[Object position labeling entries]
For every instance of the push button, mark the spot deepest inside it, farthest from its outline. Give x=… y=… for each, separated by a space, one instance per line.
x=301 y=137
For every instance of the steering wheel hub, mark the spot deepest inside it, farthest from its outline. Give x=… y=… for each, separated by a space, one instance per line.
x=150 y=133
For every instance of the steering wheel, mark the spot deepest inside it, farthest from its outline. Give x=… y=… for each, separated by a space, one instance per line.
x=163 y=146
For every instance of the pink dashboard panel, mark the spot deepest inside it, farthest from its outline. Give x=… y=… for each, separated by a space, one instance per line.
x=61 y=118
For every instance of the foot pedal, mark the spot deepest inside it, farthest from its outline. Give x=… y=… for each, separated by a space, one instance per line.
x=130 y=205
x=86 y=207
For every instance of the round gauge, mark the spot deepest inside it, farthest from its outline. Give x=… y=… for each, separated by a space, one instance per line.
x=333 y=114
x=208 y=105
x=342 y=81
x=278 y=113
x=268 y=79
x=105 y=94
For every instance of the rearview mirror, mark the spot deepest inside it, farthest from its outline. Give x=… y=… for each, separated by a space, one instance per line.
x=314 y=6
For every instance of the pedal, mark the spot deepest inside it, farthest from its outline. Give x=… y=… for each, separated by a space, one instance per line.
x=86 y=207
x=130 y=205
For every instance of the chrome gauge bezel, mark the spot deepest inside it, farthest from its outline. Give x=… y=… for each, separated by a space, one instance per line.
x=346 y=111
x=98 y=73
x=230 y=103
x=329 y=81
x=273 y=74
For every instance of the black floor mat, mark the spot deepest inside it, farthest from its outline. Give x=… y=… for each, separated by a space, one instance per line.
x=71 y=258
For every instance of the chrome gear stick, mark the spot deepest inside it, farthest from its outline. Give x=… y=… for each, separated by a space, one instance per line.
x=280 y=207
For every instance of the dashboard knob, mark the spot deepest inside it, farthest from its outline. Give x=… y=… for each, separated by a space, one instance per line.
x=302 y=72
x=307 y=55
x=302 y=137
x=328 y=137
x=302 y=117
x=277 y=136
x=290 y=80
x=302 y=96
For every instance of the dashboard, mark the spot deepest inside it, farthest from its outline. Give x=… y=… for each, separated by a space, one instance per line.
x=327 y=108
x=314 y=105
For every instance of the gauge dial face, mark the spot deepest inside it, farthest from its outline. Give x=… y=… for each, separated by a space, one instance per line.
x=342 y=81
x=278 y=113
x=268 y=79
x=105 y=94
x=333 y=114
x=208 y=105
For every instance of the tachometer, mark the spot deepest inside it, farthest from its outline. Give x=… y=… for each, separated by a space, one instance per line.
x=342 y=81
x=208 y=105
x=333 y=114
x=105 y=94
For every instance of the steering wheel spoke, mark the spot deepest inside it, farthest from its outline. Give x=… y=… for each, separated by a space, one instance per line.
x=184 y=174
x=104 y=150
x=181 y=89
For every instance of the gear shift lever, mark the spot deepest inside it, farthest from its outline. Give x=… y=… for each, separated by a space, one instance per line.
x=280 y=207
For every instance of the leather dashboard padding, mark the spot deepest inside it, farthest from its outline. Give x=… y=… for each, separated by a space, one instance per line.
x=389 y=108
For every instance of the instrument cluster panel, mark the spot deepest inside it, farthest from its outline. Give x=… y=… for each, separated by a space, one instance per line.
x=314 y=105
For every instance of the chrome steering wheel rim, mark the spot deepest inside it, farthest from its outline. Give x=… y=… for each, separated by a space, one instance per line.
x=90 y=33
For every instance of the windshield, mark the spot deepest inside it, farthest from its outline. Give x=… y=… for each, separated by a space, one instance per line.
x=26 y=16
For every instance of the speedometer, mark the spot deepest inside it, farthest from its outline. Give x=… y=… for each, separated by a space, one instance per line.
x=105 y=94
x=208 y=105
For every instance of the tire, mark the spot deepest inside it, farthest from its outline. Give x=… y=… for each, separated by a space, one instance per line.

What the task asks: Copy the lines of the material word for word, starting at the line that contains "For every instance of the gear" and ending at the line that contains "x=389 y=108", with both of those lines included.

Final answer:
For every instance of the gear shift lever, mark the spot deepest inside it, farthest from its outline. Give x=… y=… for each, separated by a space, one instance per line.
x=280 y=207
For every instance of the leather dashboard padding, mark the spot deepest inside it, farthest from its outline. Give x=… y=… for each, separated by a space, one instance per line.
x=389 y=108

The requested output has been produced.